-- Exercise --
Format the lines below, from the one containing "Please tag every instance of the football player" through the end of the items, as a Markdown table with the columns n and Line, giving each row a number. Leave out blank lines and the pictures.
[START Data lines]
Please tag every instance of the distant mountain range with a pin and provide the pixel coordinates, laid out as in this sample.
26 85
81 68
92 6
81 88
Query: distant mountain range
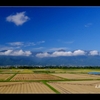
82 60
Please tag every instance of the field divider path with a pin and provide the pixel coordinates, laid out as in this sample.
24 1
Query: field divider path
11 77
56 91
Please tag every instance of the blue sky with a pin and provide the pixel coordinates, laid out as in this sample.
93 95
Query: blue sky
50 28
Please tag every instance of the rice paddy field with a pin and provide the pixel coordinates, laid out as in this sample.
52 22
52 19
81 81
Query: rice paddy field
49 81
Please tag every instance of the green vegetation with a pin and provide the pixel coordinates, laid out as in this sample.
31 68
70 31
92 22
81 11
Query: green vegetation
51 87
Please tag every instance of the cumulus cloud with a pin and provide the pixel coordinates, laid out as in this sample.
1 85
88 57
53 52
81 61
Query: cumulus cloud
41 55
16 43
16 53
18 18
39 42
61 53
79 52
56 49
88 24
94 52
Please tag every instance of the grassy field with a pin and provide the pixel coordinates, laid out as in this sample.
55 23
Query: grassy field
56 81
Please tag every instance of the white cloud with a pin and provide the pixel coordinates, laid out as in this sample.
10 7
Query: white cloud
16 53
61 53
39 48
5 48
16 43
41 55
29 44
18 18
40 42
79 52
56 49
88 25
69 42
94 52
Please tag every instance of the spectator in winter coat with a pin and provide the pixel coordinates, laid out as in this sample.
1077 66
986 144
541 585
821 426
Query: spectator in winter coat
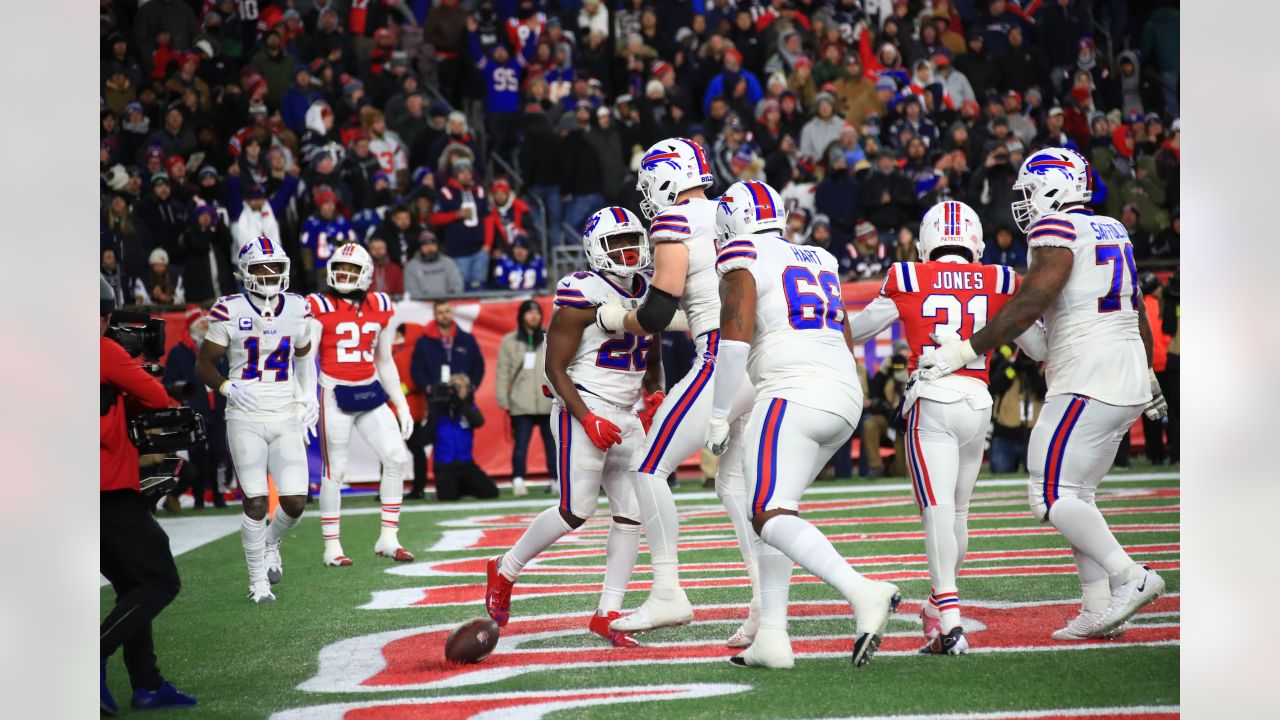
388 277
429 274
208 245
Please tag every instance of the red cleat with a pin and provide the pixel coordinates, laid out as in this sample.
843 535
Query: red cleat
497 595
600 625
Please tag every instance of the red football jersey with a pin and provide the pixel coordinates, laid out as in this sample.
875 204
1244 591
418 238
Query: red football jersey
947 297
350 340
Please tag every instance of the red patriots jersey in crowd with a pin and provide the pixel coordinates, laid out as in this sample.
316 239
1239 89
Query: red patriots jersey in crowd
947 297
350 340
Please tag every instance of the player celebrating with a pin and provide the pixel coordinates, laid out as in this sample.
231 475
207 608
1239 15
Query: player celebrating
946 294
597 379
673 180
353 332
1083 282
784 322
265 332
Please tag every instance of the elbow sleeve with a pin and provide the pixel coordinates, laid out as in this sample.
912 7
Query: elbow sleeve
657 311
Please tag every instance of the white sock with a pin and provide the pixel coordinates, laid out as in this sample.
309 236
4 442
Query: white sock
804 543
254 540
1083 525
620 552
280 523
775 570
547 528
658 515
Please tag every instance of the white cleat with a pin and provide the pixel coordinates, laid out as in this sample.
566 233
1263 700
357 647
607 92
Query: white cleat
1132 596
873 605
772 648
274 565
657 614
1086 625
261 592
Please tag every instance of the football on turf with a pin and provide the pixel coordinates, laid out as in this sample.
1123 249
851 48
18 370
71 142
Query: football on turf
472 641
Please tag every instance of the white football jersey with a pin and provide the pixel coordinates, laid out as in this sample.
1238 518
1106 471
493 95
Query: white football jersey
693 222
260 343
607 367
798 350
1095 347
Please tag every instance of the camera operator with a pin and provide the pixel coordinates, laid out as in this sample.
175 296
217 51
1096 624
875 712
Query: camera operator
452 424
135 550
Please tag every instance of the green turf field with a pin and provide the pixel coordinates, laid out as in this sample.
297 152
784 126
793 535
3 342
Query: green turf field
366 641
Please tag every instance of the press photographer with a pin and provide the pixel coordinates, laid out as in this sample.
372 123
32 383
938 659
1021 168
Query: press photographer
135 550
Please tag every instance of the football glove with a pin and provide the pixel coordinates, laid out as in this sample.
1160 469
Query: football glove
609 317
717 436
652 401
1159 408
602 432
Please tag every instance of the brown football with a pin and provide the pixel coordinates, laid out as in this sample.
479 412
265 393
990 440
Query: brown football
472 641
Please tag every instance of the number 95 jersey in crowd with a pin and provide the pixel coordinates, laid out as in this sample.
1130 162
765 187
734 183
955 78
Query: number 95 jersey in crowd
260 343
607 367
350 338
798 350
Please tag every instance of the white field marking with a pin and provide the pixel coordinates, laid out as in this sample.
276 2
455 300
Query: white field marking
540 702
1115 711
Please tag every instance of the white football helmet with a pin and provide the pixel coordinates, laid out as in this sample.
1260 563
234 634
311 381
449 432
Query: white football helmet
748 208
670 168
1048 180
950 223
616 242
343 279
266 255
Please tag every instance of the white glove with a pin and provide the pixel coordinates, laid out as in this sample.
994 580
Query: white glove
609 317
947 358
717 436
1157 409
310 418
242 395
406 420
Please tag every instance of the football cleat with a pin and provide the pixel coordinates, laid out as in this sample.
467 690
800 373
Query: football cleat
165 696
772 648
599 625
951 643
497 593
1086 625
873 605
261 592
657 614
1130 597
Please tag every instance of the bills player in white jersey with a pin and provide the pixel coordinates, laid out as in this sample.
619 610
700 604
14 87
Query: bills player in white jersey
784 326
947 291
1083 282
265 332
673 180
597 379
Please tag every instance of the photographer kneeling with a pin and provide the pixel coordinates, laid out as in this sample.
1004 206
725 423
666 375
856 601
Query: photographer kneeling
452 423
135 550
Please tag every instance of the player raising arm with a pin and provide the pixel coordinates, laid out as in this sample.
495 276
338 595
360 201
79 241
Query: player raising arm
1083 282
784 324
265 333
597 379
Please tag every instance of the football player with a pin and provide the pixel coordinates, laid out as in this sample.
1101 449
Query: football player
597 381
784 324
946 294
1084 283
357 374
673 181
264 331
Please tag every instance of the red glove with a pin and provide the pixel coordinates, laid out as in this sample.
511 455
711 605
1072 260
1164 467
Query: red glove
652 402
602 432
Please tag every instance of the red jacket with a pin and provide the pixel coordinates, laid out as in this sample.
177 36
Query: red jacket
118 459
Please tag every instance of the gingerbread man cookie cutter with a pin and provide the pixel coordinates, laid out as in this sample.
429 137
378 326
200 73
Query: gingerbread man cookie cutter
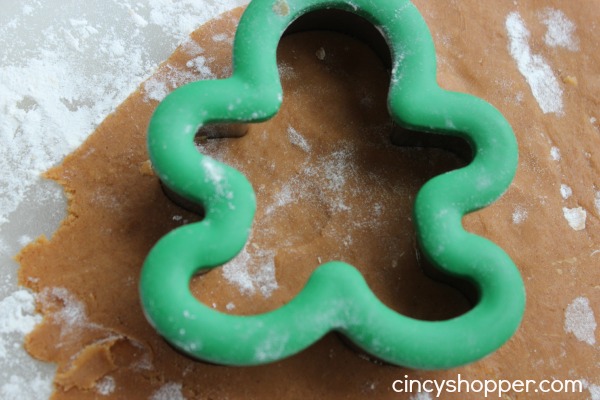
336 297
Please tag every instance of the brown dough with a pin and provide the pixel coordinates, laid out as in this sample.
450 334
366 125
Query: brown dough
329 186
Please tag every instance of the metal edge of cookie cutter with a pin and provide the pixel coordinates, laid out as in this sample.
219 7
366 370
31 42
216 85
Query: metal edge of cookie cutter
336 297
[END Data lines]
-- Full response --
| n | Line |
|---|---|
| 1 | Please tag every instance of the football player with a pin and provide the pixel coordinates, laid out as in this sample. |
| 2 | 1101 449 |
| 3 | Query: football player |
| 4 | 597 381 |
| 5 | 784 324 |
| 6 | 946 294 |
| 7 | 1084 283 |
| 8 | 357 374 |
| 9 | 673 181 |
| 10 | 264 331 |
| 11 | Please tag every instance of the red glove with a pin and provide the pixel coordinates, laid out as in this sample. |
| 12 | 511 455 |
| 13 | 711 605 |
| 14 | 1072 260 |
| 15 | 1164 467 |
| 16 | Query: red glove |
| 17 | 652 402 |
| 18 | 602 432 |
| 19 | Please tag every instance of the red jacket with a pin and provide the pixel coordinates, laid out as in this sample. |
| 20 | 177 36 |
| 21 | Query: red jacket |
| 22 | 118 459 |
| 23 | Please tag every instance of the gingerbread man cookie cutter with a pin and provide the pixel coordinates, laid out as in this sample. |
| 24 | 429 137 |
| 25 | 378 326 |
| 26 | 200 73 |
| 27 | Query: gingerbread man cookie cutter |
| 28 | 336 297 |
| 29 | Please tag every instance of the brown dough with a pin and provide the pixel coordinates, laid out as in this sample. |
| 30 | 450 334 |
| 31 | 366 125 |
| 32 | Query: brown dough |
| 33 | 329 186 |
| 34 | Please tag every instance of the metal edge of cookie cutter with a pin and provide the pixel coordinates, laid out as in this sample. |
| 35 | 219 7 |
| 36 | 366 370 |
| 37 | 31 42 |
| 38 | 216 85 |
| 39 | Query: metal edge of cookie cutter |
| 40 | 336 297 |